- Objective
Pull out every line of the items below that contains the string "sitting", with case counting.

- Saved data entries
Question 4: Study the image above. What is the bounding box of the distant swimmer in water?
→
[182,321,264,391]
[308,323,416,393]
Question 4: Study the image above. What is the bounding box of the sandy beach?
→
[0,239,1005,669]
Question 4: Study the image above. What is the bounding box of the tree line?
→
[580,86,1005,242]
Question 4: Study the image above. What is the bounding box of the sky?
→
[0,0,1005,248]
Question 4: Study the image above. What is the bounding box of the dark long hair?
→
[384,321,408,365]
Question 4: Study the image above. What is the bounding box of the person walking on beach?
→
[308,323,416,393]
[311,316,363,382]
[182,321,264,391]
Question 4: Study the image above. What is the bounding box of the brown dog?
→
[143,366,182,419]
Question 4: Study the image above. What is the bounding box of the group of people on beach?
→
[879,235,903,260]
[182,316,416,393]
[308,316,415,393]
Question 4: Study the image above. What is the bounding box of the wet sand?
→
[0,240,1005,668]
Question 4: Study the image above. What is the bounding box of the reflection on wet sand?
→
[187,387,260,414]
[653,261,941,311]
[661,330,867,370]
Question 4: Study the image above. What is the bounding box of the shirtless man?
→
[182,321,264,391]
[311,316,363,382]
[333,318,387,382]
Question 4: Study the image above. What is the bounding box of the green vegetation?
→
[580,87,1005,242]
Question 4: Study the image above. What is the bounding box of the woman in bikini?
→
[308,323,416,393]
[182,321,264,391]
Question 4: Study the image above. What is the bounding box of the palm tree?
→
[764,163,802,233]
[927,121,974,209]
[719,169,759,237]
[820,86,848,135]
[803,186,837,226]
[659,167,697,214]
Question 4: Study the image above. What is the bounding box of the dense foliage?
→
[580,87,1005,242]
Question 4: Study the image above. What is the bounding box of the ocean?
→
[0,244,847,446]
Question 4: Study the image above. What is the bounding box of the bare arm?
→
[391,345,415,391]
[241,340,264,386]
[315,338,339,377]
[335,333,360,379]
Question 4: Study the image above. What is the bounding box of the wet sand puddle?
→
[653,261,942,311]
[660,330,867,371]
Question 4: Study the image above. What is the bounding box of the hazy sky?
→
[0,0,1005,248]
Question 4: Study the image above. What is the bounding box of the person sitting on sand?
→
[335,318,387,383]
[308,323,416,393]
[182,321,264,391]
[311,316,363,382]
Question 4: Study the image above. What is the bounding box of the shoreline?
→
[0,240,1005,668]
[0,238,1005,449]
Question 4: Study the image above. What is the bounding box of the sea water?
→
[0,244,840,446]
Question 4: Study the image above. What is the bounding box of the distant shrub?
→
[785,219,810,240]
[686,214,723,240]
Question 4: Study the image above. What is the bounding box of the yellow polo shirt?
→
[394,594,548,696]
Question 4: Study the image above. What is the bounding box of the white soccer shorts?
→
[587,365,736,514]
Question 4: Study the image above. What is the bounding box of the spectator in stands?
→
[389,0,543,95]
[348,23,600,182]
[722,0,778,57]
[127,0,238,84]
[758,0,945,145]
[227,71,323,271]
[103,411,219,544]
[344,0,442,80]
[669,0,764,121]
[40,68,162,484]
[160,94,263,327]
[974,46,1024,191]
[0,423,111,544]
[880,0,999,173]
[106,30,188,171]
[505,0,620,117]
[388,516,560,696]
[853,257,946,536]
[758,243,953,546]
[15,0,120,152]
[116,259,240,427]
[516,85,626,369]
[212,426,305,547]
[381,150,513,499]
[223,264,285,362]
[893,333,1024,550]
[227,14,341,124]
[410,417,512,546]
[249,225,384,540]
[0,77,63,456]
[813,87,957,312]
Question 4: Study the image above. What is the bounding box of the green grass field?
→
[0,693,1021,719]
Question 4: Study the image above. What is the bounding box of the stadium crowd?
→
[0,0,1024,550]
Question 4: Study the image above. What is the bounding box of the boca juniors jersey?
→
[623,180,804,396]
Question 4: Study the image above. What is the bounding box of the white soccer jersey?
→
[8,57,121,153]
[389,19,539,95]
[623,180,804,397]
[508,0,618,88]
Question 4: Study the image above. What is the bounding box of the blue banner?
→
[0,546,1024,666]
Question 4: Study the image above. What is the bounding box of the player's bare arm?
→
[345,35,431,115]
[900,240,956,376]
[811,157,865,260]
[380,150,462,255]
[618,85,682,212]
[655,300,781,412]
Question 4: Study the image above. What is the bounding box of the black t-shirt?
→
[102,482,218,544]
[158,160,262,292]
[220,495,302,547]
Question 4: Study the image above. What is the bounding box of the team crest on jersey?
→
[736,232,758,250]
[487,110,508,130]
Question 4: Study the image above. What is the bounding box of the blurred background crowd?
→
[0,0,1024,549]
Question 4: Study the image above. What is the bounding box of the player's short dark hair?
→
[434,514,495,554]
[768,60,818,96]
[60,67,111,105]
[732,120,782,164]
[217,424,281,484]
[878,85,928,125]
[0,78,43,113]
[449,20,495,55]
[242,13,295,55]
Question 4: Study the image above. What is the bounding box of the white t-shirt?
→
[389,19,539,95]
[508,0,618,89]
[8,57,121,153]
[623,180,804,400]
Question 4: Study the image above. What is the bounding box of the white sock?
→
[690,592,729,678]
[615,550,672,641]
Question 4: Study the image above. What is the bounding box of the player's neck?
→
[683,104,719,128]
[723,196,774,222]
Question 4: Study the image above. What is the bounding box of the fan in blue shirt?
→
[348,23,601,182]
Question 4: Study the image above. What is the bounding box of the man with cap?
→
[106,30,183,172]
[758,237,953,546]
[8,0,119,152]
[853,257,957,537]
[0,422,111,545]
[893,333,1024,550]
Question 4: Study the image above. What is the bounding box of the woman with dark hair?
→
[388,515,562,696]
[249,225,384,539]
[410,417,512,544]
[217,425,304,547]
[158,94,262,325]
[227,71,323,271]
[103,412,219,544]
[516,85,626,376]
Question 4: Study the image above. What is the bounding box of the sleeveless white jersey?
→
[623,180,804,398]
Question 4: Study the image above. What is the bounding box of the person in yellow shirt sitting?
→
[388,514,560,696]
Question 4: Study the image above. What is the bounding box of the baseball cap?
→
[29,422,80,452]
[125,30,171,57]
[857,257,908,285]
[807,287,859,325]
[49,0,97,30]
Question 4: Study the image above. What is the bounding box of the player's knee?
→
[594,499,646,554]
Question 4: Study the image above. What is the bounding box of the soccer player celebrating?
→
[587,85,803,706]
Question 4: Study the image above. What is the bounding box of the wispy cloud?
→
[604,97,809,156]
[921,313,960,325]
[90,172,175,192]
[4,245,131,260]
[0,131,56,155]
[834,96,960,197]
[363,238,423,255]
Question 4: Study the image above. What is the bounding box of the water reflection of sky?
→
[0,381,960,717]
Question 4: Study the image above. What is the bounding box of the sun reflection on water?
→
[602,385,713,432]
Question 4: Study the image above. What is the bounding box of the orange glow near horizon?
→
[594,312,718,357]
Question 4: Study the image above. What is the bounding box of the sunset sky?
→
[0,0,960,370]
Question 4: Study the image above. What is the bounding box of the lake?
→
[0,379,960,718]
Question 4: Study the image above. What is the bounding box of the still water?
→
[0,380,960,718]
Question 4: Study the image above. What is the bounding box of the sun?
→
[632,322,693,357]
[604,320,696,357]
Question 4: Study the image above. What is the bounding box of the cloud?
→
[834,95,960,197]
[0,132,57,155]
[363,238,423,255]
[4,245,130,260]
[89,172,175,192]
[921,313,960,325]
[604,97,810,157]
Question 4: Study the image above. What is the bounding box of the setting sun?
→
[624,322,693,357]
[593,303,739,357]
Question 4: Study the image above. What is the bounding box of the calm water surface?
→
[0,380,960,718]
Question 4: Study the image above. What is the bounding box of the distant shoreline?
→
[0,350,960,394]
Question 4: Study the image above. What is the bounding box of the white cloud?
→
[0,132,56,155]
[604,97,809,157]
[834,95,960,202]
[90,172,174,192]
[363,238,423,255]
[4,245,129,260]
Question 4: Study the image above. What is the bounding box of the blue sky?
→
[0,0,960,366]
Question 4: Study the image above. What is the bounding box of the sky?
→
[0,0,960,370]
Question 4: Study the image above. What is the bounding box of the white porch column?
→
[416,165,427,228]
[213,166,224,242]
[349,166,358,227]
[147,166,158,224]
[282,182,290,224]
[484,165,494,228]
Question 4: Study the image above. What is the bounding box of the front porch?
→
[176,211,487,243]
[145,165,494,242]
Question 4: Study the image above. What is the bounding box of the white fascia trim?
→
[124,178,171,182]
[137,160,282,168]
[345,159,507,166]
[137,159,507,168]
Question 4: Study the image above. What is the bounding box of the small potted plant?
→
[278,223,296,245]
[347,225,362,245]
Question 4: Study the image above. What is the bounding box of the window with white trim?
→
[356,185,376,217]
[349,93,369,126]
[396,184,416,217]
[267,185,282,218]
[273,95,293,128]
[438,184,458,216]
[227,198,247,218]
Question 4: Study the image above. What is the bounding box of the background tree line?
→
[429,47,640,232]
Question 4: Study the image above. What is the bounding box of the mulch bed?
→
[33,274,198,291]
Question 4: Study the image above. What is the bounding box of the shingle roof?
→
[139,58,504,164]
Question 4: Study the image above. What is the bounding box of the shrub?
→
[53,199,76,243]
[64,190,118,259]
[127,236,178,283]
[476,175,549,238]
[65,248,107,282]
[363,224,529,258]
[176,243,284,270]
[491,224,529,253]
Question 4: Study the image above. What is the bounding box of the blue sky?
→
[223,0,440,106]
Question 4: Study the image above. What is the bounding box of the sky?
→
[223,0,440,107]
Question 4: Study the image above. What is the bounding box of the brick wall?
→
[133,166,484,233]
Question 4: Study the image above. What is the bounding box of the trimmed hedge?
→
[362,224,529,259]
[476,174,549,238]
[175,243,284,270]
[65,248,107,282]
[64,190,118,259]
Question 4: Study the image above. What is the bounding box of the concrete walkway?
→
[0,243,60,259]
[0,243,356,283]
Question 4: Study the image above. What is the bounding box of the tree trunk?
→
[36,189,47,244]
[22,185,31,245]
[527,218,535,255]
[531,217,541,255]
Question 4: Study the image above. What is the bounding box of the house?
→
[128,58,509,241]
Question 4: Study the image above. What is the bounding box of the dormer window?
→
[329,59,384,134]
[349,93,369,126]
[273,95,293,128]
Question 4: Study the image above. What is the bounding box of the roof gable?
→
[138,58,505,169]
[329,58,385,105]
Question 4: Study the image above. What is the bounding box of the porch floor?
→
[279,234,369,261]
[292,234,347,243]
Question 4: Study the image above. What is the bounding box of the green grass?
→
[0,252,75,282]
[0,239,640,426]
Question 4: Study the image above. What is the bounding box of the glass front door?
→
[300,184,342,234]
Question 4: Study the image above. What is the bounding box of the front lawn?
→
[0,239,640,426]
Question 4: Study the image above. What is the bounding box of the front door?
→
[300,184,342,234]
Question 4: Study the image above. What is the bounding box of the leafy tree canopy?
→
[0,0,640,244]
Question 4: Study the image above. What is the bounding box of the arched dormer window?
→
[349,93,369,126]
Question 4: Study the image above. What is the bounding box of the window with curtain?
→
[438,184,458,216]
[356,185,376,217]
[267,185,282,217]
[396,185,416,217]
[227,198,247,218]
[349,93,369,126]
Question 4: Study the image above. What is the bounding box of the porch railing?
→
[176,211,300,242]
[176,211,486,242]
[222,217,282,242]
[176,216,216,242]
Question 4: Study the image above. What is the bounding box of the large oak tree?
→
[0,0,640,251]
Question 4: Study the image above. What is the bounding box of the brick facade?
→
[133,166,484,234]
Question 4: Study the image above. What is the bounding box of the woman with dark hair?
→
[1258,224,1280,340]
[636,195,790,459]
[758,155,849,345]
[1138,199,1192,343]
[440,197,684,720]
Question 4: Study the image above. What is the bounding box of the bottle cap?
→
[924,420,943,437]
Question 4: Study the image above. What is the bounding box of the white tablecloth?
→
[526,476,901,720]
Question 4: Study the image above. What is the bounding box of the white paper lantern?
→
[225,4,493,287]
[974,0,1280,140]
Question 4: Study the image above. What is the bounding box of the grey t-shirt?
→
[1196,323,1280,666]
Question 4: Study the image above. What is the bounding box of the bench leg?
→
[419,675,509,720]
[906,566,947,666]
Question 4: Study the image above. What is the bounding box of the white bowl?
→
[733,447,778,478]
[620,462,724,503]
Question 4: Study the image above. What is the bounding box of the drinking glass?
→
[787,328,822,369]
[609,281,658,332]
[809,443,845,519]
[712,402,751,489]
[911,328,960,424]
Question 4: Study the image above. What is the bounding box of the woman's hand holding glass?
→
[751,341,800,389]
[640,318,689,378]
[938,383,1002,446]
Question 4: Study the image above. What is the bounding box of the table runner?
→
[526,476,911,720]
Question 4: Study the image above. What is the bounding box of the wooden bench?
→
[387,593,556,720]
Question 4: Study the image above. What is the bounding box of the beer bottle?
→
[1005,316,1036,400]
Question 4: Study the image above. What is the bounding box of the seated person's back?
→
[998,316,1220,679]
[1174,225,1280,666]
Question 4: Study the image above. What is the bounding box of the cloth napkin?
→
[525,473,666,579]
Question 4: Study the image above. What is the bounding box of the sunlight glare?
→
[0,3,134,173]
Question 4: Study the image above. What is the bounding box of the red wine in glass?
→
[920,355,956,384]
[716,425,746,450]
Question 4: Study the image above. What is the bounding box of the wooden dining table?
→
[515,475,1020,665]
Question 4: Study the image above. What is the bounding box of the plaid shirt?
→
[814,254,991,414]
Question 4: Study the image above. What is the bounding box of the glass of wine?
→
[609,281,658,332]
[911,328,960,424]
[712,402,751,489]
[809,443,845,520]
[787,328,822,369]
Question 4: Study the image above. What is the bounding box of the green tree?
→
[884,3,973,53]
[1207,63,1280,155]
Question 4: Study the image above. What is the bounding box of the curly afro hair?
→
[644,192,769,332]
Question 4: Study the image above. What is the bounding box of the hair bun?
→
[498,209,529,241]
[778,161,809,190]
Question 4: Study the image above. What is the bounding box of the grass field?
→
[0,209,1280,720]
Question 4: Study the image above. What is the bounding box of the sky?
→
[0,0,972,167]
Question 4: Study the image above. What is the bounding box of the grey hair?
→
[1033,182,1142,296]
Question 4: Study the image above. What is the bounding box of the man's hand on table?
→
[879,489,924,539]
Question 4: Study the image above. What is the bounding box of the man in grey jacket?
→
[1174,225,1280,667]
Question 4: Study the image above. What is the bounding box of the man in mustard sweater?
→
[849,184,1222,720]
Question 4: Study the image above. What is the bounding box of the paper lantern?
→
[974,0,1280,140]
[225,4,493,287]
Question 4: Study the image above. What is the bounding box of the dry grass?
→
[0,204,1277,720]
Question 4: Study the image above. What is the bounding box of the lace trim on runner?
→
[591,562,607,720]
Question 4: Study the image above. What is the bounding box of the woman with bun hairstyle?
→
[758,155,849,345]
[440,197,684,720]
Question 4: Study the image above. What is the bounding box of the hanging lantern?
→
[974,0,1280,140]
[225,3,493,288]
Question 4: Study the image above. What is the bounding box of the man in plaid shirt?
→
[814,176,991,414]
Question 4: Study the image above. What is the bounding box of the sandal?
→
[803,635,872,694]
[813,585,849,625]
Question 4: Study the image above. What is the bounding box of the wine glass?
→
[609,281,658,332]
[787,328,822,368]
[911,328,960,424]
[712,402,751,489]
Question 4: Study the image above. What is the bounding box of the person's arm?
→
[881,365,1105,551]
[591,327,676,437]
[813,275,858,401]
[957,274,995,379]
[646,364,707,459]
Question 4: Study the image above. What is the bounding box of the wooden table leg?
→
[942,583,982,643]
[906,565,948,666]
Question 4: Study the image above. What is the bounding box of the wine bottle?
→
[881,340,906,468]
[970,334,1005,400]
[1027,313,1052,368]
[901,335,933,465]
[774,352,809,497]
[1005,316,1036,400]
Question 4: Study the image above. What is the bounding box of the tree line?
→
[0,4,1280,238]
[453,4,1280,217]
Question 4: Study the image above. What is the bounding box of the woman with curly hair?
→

- Exercise solution
Question 4: Study the image above. What is the bounding box of the person sitting on sand?
Question 4: Study the image above. What is the bounding box of the person in yellow shirt sitting?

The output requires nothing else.